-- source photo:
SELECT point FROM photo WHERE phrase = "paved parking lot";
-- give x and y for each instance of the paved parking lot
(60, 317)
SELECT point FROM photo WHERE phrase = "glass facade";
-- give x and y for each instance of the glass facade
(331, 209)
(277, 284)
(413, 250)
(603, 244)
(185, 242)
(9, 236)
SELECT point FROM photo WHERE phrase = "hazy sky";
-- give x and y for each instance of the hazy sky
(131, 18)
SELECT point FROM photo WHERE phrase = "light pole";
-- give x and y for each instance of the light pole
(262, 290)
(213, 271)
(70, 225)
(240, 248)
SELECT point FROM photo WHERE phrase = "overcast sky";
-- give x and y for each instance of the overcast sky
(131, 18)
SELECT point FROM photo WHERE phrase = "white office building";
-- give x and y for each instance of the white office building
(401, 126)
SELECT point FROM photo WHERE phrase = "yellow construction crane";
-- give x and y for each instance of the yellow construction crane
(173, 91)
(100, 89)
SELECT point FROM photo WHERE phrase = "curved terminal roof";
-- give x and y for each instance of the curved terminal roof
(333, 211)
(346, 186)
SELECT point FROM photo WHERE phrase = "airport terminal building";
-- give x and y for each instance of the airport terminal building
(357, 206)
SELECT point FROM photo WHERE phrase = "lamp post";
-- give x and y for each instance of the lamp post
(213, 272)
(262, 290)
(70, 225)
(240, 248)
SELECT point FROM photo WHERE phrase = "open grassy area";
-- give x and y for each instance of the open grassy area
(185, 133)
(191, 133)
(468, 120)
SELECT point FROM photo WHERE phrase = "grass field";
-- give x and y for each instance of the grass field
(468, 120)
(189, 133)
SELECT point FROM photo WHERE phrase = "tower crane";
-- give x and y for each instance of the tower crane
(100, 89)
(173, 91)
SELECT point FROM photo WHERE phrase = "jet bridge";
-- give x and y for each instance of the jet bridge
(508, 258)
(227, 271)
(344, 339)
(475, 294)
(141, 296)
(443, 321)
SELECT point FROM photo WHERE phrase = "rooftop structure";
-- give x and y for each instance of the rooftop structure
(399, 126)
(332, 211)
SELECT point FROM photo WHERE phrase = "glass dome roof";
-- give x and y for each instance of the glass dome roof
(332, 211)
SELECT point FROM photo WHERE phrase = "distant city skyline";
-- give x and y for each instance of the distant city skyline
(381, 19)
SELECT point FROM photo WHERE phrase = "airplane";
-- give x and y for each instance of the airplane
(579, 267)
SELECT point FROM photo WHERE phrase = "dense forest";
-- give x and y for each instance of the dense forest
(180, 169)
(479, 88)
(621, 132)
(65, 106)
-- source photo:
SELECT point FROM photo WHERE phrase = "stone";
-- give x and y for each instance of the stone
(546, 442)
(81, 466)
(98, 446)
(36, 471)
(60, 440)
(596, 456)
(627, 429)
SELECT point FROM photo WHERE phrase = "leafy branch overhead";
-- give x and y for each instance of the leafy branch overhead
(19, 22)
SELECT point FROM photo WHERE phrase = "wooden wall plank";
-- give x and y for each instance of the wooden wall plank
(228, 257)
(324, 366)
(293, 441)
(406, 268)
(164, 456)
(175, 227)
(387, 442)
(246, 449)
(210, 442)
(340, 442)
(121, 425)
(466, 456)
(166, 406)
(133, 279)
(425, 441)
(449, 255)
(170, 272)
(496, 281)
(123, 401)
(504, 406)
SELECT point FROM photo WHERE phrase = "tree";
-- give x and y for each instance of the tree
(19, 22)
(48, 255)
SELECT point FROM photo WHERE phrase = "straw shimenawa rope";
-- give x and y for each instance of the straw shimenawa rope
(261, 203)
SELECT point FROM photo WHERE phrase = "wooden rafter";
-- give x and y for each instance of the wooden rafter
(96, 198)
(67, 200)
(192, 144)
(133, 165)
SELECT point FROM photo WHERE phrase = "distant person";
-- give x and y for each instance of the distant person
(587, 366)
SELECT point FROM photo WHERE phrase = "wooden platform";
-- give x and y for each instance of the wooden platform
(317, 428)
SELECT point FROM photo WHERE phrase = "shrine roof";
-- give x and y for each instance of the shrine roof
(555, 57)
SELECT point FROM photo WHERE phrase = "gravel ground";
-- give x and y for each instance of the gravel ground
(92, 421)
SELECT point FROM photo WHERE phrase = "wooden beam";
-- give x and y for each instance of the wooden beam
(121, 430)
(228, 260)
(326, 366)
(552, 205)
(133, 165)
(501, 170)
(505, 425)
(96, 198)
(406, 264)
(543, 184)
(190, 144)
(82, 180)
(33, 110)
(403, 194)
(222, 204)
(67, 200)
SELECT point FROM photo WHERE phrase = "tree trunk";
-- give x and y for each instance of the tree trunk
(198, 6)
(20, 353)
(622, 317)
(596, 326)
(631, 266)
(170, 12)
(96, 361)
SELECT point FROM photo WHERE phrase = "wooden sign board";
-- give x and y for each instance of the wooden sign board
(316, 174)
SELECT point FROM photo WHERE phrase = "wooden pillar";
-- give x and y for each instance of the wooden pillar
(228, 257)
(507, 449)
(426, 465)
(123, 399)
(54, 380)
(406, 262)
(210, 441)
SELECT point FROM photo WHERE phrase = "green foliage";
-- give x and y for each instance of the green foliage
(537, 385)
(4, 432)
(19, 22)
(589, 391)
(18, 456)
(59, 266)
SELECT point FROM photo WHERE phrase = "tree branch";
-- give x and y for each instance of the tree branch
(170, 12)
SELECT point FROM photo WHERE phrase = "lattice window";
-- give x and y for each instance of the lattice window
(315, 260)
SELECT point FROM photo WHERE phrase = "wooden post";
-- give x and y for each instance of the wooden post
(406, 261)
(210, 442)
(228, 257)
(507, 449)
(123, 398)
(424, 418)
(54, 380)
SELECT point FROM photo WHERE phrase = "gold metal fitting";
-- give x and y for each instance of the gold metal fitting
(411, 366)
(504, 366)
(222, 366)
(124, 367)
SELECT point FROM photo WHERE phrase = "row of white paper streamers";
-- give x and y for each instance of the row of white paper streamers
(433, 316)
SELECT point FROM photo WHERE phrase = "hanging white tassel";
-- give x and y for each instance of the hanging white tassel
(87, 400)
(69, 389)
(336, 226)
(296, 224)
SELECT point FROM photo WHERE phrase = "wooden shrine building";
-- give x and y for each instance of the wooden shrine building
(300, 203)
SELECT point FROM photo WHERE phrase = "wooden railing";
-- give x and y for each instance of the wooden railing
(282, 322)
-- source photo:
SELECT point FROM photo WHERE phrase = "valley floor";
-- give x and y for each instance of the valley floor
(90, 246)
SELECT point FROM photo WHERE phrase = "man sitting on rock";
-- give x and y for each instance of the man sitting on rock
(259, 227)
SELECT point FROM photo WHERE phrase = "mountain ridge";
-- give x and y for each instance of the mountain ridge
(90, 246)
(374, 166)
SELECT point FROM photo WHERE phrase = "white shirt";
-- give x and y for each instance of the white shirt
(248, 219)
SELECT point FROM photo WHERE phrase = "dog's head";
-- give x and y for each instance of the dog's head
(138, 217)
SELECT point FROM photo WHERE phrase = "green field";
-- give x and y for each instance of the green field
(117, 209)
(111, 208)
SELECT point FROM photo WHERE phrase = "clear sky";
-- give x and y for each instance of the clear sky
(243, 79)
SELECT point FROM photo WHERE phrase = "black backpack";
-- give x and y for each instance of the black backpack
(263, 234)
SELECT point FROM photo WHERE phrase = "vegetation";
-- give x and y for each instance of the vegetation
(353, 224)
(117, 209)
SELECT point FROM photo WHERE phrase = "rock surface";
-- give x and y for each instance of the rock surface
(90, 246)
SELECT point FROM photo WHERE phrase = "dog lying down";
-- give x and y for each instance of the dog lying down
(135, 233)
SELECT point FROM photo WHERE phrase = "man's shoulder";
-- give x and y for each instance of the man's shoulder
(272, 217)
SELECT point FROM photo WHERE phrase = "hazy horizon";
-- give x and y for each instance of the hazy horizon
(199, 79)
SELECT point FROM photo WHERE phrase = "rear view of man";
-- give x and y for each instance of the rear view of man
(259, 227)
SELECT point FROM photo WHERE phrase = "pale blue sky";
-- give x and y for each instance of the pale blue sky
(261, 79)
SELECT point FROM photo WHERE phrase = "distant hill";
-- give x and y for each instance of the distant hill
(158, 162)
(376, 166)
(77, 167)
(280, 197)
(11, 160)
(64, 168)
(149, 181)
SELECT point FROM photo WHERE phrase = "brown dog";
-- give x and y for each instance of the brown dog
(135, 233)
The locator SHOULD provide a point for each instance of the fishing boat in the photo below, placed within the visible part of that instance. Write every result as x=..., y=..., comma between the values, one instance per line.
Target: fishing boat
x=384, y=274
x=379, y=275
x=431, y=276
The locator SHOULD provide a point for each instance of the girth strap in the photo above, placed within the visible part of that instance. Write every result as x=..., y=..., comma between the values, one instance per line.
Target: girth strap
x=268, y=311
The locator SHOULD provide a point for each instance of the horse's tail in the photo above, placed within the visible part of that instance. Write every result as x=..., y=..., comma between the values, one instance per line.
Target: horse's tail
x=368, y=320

::::::::::

TO DO
In the listing above, find the lines holding the word "part" and copy them.

ANSWER AREA
The locator SHOULD provide a point for each instance of the fishing boat in the photo below, placed within the visible part of that instance. Write every result as x=..., y=..., comma between the values, one instance per line.
The locator SHOULD provide a point for each instance of the girth strap in the photo above, placed within the visible part of that instance. Write every result as x=..., y=..., comma between the values, one instance per line.
The locator SHOULD provide a point for each instance of the horse's tail in the photo above, placed within the visible part of that instance. Write every result as x=..., y=..., comma between the values, one instance per line.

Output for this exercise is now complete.